» What the task requires
Keep only the lines of the entries below that contain the word "background", and copy each one in full.

——

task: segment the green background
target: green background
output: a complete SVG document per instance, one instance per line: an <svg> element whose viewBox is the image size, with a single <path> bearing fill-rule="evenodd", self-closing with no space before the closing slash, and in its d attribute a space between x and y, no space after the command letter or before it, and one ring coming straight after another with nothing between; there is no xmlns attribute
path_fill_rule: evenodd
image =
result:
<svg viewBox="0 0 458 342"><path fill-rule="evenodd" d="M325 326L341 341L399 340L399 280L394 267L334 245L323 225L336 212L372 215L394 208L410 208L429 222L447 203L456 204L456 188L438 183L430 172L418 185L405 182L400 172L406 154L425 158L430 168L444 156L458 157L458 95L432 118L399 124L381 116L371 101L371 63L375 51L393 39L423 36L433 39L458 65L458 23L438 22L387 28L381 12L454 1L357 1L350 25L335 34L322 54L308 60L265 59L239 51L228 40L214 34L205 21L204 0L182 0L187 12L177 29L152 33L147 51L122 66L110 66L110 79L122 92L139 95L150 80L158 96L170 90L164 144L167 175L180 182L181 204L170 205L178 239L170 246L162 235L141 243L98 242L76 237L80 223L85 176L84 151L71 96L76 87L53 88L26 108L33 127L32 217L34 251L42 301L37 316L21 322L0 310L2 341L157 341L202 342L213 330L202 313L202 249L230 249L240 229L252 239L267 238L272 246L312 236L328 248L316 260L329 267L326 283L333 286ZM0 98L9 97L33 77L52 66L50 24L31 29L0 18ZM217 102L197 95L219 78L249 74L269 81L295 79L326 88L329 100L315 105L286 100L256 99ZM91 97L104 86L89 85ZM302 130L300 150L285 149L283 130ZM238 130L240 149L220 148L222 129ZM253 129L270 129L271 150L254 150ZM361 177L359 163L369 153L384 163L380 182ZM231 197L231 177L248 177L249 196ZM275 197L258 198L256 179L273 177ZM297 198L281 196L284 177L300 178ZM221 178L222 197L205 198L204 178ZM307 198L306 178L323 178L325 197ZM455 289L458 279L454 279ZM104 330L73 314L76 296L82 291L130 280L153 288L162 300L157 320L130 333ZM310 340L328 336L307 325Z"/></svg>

——

» Answer to the problem
task: segment the green background
target: green background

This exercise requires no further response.